| What you are asked to do |
Reproduce the stretch of the listing from the line containing "contains man's arm." through the line containing "110, 0, 242, 45", both ends included. Keep the request lines unchanged, and scale every bounding-box coordinate by 2.2, rounding to whole numbers with halves going up. Give only those lines.

| Exercise input |
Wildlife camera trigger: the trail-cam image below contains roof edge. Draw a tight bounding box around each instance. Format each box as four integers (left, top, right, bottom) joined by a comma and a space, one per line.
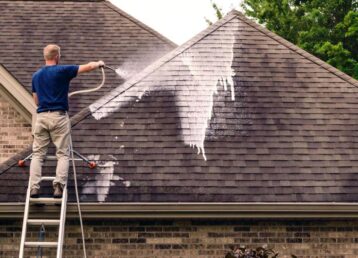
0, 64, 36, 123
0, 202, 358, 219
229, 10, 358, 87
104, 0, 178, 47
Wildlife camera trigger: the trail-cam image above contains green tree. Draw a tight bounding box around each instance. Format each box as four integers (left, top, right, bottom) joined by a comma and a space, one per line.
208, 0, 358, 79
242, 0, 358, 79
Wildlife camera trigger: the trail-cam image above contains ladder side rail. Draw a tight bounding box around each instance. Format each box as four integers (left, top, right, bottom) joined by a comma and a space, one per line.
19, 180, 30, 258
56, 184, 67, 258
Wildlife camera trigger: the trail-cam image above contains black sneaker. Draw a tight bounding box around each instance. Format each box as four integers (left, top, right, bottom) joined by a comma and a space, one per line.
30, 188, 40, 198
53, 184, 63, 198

==

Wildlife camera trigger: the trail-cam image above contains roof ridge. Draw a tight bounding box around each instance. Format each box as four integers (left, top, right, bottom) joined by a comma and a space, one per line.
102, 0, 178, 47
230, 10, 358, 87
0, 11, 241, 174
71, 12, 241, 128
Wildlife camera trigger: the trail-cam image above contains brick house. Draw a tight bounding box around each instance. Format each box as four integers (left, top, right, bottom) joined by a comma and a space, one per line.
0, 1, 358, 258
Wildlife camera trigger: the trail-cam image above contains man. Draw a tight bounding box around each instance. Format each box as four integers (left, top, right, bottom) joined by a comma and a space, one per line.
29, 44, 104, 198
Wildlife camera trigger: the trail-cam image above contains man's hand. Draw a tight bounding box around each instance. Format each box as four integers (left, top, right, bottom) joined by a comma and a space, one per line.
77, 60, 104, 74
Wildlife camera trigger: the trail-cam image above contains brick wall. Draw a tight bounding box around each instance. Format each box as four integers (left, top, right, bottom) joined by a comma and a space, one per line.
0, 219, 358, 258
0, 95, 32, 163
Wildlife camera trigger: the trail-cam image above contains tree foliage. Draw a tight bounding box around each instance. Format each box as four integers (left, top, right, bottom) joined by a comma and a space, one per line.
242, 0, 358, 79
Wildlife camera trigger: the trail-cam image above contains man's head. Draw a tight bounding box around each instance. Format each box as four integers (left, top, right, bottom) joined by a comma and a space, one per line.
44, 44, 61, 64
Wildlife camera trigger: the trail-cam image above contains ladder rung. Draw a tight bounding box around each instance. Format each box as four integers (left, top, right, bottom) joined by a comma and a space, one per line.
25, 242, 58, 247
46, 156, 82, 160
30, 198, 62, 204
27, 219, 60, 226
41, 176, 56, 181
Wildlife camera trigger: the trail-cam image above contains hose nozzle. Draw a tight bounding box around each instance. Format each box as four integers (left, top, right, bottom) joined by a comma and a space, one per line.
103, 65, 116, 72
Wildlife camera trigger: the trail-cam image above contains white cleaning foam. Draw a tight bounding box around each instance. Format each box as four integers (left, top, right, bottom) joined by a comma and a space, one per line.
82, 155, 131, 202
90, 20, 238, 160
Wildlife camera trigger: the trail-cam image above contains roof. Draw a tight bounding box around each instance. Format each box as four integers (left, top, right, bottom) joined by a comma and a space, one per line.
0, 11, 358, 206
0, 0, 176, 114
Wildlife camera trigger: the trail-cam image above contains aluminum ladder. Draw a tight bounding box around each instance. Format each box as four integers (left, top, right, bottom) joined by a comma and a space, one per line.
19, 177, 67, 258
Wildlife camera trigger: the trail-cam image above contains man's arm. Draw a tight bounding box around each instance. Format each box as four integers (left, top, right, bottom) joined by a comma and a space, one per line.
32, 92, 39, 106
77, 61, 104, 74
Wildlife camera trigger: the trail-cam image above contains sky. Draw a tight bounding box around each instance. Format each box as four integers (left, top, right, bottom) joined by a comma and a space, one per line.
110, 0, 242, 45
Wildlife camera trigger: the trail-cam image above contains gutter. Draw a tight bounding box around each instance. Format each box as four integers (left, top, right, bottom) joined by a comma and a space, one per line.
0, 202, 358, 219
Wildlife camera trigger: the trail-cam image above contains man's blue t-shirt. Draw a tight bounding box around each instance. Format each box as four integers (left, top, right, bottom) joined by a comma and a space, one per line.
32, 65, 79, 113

| Answer to the problem |
Wildlife camera trigger: the trail-cam image above contains man's arm. Draw a tight bounding box around each instance. Format each box as four integers (left, top, right, bottom) joined by a comma and a space, one per line.
70, 202, 86, 233
169, 134, 229, 163
Wildlife camera trigger: the trail-cam image above contains sky. Draw a tight bounding box around each instance. Format each box as four integers (left, top, right, bottom) joined by a comma and a space, one per line.
242, 0, 532, 99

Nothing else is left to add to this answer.